**Passage**
◆ ◆ ◆ ◆ ◆ ◆ ◆
The horn went off again and the crowd went crazy, believing the Flyers had their first victory in the series, but cameras showed Simon Gagne's shot clearly failing to completely cross the goal line.
The puck bounced off Blackhawks forward Dave Bolland's stick, clanked against the right post and then somehow rolled straight along the line without sliding into the net as if there were an invisible forcefield preventing it from moving forward.
Overtime has begun.
Now that Patrick Kane has put a goal on the board for the Blackhawks, the first score in three games by their top line, it's worth looking harder at the first group for the Flyers.
Michael Richards, Jeff Carter and Simon Gagne are a combined minus-4 thus far tonight, and the trio has accumulated just one goal (by Gagne) and two assists — all in Game 2. Carter and Gagne have come back from injuries sustained earlier in the playoffs, but the captain Richards has been particularly absent from the action in this series after getting six goals and 15 goals in the first 18 postseason games.
◆ ◆ ◆ ◆ ◆ ◆ ◆
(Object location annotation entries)
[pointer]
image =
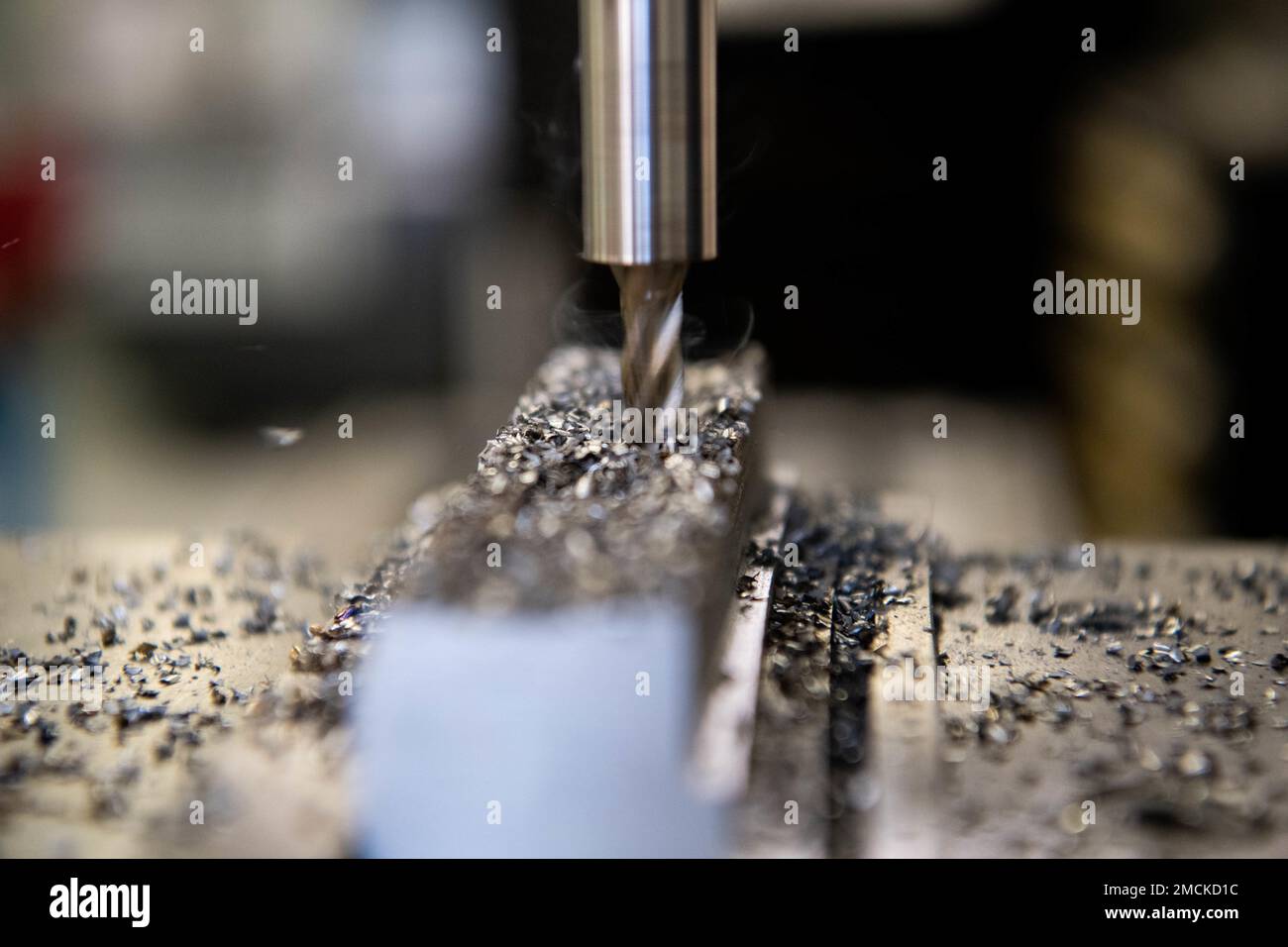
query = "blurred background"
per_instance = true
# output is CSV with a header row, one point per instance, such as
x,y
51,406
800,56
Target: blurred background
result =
x,y
915,296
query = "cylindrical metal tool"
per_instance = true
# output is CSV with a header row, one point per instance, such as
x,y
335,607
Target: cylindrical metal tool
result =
x,y
648,105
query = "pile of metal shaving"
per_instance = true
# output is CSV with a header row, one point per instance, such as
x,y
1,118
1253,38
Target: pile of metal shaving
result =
x,y
555,514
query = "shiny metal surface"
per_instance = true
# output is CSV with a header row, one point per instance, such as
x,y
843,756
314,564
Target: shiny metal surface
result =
x,y
648,85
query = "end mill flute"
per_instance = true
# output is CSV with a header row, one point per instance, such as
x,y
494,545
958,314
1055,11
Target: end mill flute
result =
x,y
648,102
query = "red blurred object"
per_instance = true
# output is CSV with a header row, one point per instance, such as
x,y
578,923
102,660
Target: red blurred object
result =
x,y
29,236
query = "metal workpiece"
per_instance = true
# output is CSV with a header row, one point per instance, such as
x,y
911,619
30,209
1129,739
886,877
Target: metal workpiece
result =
x,y
648,86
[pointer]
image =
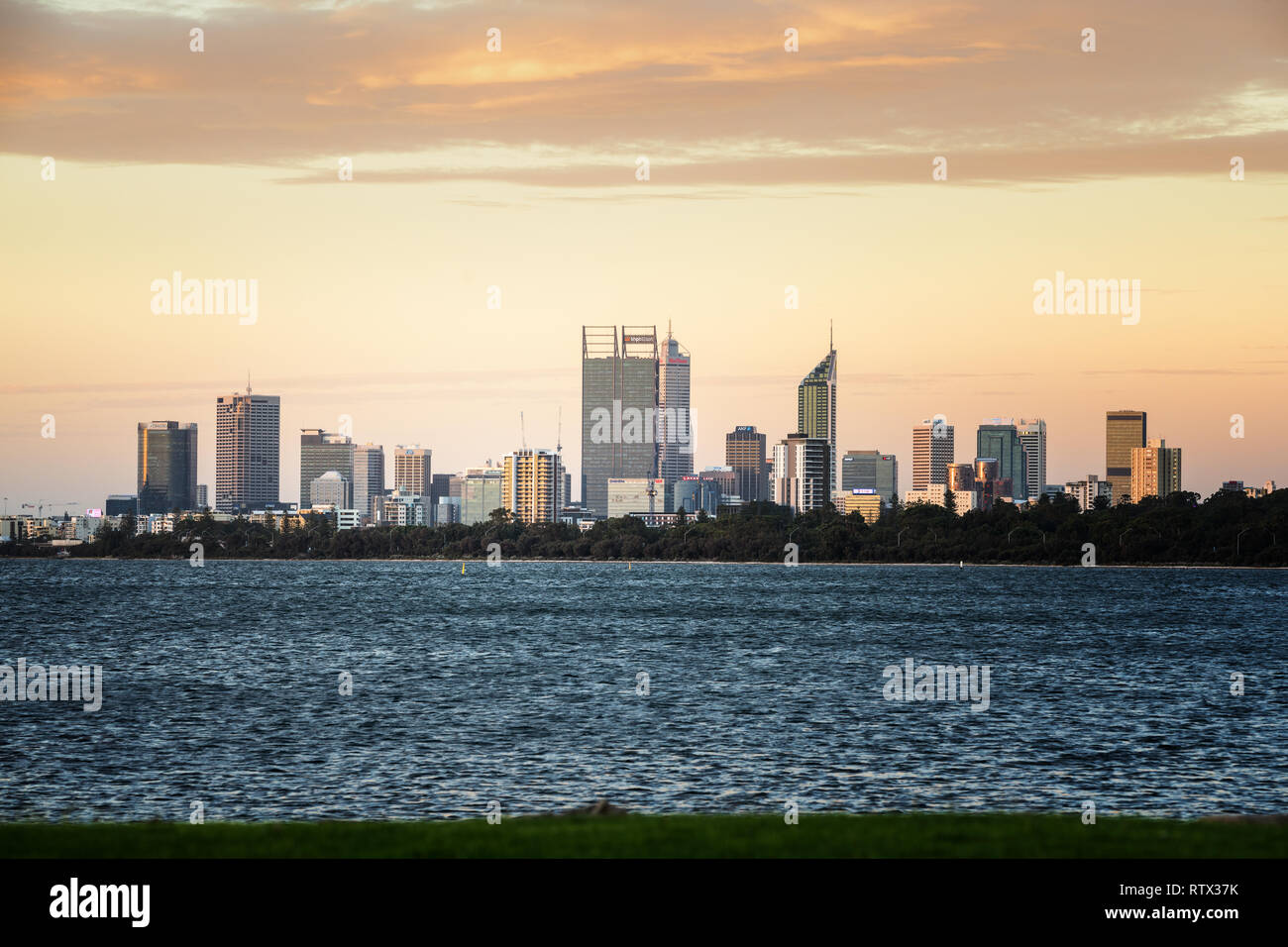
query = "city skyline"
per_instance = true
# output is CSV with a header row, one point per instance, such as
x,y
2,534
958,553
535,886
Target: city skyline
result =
x,y
485,244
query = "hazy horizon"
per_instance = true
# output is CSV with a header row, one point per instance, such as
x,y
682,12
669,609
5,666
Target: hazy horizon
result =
x,y
516,169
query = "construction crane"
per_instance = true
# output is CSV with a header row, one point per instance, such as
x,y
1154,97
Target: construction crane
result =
x,y
42,502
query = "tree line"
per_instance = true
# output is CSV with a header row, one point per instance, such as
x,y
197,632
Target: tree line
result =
x,y
1228,528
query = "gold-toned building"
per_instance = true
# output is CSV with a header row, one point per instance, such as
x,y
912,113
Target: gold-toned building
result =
x,y
1125,432
868,502
529,486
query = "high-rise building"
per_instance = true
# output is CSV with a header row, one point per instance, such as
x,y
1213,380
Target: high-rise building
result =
x,y
248,451
618,408
1033,441
674,420
331,488
803,474
863,500
531,484
960,476
1125,432
870,471
1155,471
745,453
318,454
1087,491
482,492
1000,438
166,467
441,487
412,470
932,450
627,495
369,475
815,410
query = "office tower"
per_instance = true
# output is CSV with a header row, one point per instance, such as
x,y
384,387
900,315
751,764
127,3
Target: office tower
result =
x,y
331,488
403,508
1087,491
987,483
870,471
321,453
441,487
618,408
531,484
1155,471
1125,431
1033,441
248,445
803,476
412,470
698,492
863,500
482,492
960,476
369,475
815,410
166,467
1000,438
932,450
627,495
745,453
447,510
674,421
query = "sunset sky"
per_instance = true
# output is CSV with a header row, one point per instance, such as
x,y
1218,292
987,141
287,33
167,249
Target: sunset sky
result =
x,y
518,169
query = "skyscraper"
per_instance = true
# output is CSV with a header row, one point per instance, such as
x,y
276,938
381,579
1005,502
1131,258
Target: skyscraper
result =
x,y
331,488
166,467
248,450
803,476
618,410
1125,431
870,471
674,421
369,475
412,472
999,437
1033,440
321,453
482,493
531,484
932,450
745,453
1155,471
815,410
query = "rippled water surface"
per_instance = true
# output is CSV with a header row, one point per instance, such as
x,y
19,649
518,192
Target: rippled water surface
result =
x,y
519,684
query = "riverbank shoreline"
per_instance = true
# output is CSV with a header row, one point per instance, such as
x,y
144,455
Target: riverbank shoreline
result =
x,y
811,835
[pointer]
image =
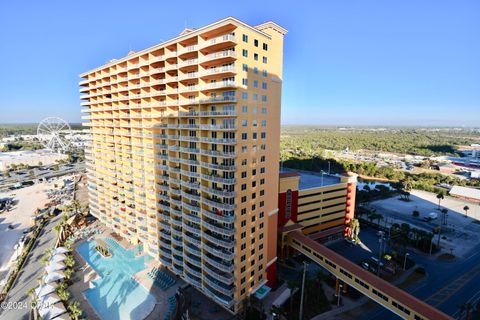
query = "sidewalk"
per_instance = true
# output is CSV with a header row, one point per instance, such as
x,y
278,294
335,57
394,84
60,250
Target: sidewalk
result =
x,y
349,304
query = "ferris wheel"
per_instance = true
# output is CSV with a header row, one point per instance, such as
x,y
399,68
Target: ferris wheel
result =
x,y
52,132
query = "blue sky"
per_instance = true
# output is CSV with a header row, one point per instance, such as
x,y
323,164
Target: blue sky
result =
x,y
409,62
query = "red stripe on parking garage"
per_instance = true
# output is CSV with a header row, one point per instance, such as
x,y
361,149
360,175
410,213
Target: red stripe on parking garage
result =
x,y
415,305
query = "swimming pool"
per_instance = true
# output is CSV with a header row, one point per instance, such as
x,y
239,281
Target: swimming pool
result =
x,y
116,295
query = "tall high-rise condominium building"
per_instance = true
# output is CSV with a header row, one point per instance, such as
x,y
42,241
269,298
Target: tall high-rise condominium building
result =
x,y
184,153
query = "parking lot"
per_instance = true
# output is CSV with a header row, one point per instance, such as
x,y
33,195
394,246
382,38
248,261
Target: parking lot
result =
x,y
18,220
461,233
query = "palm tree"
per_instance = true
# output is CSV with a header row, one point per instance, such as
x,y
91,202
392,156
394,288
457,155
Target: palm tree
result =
x,y
69,261
75,310
64,295
440,197
466,208
68,273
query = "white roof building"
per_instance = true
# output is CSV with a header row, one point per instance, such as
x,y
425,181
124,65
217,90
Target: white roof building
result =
x,y
464,192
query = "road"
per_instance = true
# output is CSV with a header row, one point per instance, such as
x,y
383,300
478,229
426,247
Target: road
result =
x,y
41,174
447,285
31,271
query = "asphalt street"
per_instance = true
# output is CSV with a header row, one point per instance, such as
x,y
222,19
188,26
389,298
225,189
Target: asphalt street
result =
x,y
31,271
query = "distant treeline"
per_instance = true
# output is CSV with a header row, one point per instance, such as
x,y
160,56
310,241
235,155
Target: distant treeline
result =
x,y
311,141
7,130
422,181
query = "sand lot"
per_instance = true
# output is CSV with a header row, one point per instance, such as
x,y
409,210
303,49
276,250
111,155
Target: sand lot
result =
x,y
28,200
463,233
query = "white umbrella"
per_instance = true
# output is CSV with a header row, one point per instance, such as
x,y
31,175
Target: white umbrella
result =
x,y
54,276
52,311
61,250
55,266
49,300
45,289
58,257
64,316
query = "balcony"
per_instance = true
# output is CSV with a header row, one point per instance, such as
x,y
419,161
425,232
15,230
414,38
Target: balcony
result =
x,y
217,192
218,99
188,49
193,240
226,301
219,55
219,286
219,264
224,277
229,244
227,39
190,279
218,70
194,260
193,250
219,229
216,178
191,196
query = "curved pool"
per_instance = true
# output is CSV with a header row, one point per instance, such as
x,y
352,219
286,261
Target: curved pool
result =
x,y
116,295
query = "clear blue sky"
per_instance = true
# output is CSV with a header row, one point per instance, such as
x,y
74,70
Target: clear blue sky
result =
x,y
409,62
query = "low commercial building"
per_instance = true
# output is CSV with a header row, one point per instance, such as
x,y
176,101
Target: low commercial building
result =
x,y
31,158
469,194
322,204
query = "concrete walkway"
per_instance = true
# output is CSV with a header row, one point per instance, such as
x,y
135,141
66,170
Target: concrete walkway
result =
x,y
32,269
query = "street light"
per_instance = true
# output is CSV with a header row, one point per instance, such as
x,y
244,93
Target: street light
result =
x,y
405,260
339,293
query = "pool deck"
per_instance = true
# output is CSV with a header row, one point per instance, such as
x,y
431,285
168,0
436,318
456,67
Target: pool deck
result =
x,y
84,275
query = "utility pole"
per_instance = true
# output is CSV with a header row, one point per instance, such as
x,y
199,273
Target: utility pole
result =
x,y
300,316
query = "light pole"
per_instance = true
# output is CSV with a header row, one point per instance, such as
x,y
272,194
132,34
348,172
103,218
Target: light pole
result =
x,y
300,316
339,293
405,261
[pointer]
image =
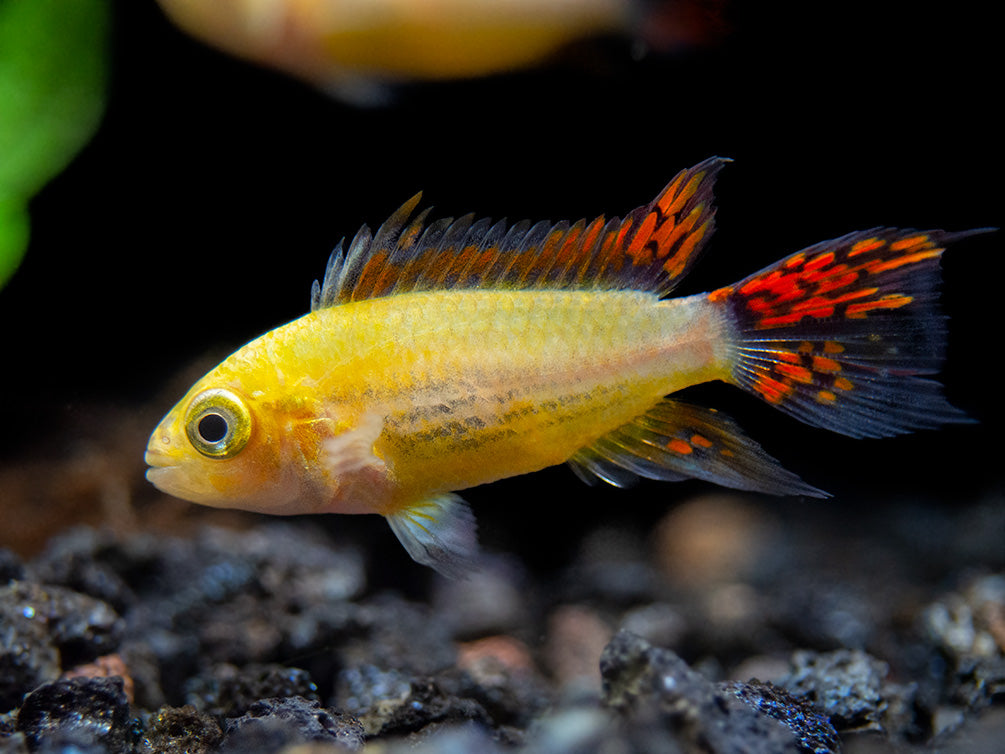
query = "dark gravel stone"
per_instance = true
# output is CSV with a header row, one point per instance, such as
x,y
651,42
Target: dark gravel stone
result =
x,y
80,626
11,567
226,691
27,656
814,731
655,690
849,687
271,724
88,714
180,730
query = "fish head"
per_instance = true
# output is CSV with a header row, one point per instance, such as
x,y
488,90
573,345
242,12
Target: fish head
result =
x,y
218,447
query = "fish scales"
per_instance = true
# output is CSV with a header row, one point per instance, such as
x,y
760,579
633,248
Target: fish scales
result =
x,y
437,357
476,385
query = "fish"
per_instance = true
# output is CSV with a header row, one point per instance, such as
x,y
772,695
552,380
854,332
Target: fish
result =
x,y
441,355
359,51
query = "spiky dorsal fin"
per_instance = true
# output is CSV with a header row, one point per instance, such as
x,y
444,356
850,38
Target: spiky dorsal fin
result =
x,y
650,249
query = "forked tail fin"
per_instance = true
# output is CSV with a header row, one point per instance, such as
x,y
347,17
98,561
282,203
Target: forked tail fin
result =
x,y
841,334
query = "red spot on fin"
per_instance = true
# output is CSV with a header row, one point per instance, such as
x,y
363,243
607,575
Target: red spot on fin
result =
x,y
840,334
650,249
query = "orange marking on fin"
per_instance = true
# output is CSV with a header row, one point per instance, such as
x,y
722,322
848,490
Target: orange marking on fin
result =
x,y
371,273
721,295
623,232
774,391
684,194
799,374
902,243
664,231
881,265
820,260
825,365
640,238
686,248
860,311
679,446
862,246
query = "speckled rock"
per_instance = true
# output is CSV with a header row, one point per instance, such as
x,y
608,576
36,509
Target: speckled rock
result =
x,y
179,730
90,714
850,687
226,691
80,626
44,629
271,724
655,690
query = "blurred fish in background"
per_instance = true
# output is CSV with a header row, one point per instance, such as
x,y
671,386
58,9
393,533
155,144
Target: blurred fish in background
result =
x,y
357,49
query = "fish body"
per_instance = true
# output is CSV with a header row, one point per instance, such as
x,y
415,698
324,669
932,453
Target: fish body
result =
x,y
354,48
442,356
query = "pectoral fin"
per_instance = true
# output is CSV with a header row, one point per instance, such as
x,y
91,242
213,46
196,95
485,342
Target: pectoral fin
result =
x,y
440,533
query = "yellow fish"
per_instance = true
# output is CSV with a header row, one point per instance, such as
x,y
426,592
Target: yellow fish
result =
x,y
444,355
355,48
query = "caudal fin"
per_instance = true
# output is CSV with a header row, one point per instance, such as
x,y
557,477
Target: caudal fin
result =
x,y
842,334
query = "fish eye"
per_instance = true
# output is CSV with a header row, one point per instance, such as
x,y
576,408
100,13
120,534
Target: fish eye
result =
x,y
218,423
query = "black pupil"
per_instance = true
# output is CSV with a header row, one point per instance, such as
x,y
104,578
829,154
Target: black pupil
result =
x,y
212,427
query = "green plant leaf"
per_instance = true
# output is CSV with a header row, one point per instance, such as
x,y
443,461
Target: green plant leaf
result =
x,y
52,74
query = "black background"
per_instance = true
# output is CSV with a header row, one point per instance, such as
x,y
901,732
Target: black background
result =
x,y
214,190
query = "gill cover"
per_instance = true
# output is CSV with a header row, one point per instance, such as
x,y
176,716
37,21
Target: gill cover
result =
x,y
218,423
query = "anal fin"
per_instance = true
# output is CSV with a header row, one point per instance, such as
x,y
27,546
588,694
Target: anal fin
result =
x,y
674,441
440,533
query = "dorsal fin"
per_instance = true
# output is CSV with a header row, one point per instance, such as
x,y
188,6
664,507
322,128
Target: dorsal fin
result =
x,y
650,249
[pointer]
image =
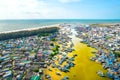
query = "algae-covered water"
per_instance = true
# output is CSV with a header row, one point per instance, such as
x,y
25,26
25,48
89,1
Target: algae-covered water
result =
x,y
84,69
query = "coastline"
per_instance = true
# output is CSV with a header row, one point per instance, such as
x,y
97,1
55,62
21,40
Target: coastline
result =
x,y
30,29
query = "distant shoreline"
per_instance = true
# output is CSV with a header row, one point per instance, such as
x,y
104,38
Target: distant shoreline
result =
x,y
28,32
30,29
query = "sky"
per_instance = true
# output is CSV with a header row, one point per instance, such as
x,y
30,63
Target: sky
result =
x,y
59,9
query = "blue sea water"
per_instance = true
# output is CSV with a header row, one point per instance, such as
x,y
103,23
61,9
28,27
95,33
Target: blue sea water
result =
x,y
10,25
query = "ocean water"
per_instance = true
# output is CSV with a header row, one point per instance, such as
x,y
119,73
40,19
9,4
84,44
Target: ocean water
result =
x,y
10,25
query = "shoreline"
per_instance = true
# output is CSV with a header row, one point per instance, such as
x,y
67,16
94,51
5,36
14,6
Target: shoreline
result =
x,y
30,29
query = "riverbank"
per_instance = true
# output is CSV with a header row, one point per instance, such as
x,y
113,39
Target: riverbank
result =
x,y
84,69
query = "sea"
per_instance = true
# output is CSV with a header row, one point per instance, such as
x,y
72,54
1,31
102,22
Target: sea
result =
x,y
11,25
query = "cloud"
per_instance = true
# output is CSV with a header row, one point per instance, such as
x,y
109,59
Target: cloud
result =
x,y
68,1
31,9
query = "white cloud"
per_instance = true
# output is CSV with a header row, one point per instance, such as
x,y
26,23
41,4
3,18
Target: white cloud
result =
x,y
25,9
68,1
◆ ◆ ◆ ◆ ◆ ◆ ◆
**Objective 1**
Can you reproduce the whole hockey passage word for word?
**Objective 2**
Which lines in the entries contain the string "ferris", matching case exactly? Report each of those lines in full.

**Task solution 1**
The horn went off again and the crowd went crazy, believing the Flyers had their first victory in the series, but cameras showed Simon Gagne's shot clearly failing to completely cross the goal line.
The puck bounced off Blackhawks forward Dave Bolland's stick, clanked against the right post and then somehow rolled straight along the line without sliding into the net as if there were an invisible forcefield preventing it from moving forward.
Overtime has begun.
Now that Patrick Kane has put a goal on the board for the Blackhawks, the first score in three games by their top line, it's worth looking harder at the first group for the Flyers.
Michael Richards, Jeff Carter and Simon Gagne are a combined minus-4 thus far tonight, and the trio has accumulated just one goal (by Gagne) and two assists — all in Game 2. Carter and Gagne have come back from injuries sustained earlier in the playoffs, but the captain Richards has been particularly absent from the action in this series after getting six goals and 15 goals in the first 18 postseason games.

**Task solution 2**
query = "ferris wheel"
Target: ferris wheel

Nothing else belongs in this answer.